----- DOCUMENT TEXT
Uphill climb gets even steeper for biotech IPOs

Wall Street may have had its arms open wide for GM's new market debut, but drug developers are finding the same chilly disdain for red ink that has greeted almost every offering this year. Zogenix and Denmark's Zealand Pharma both served up new offerings only to find a limited appetite for what they had on offer.

Zogenix priced 14 million shares at $4 each, a fraction of the $12 to $14 range that the biotech had hoped to fetch for six million shares. Zogenix could boast of sales of a drug delivery technology, but it's been wading in red ink from the cost of developing a chronic pain therapy.
----------
----- DATA EXCERPTS
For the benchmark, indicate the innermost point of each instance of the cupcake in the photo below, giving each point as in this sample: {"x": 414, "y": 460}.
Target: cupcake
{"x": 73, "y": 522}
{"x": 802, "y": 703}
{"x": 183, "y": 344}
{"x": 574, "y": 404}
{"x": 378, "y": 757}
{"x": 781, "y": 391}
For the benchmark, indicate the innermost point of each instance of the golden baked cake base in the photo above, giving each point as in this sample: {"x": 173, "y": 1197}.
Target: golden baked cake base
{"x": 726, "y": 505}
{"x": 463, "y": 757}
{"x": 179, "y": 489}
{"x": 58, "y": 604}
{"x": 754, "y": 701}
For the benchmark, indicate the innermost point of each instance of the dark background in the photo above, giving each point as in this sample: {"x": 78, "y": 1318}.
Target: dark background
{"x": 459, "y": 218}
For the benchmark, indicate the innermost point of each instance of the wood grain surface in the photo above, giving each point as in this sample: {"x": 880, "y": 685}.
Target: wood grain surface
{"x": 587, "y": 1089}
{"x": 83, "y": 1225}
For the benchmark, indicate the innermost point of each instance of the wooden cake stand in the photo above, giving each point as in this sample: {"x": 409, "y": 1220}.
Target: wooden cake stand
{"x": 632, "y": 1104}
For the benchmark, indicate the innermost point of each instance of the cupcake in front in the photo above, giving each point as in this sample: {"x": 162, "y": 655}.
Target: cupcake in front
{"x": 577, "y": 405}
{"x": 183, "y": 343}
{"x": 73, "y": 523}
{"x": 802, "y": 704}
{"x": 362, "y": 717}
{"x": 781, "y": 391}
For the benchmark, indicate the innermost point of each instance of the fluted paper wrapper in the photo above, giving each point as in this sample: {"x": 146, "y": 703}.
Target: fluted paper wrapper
----------
▸ THE TASK
Continue the biotech IPO article from the point where it stops. The records are separate material and have no connection to the biotech IPO article.

▸ ANSWER BELOW
Zealand, meanwhile, managed to raise only $58 million from its IPO, after slashing plans to sell nine million shares by half. Shares priced at 86 kroner, the bottom of its range, and then promptly slipped five percent once trading began. Zealand is partnered with Sanofi-Aventis on a diabetes drug. And in yet another sign of the choppy IPO waters investors are still waiting to see what fate awaits Anacor Pharmaceuticals, which failed to price last week.

A surge of IPOs in recent weeks was capped by the gangbuster arrival of GM, which wowed investors with an exciting IPO that whipped up something of a party atmosphere. Drug developers, though, are finding that this was one party that they may not want to try and crash.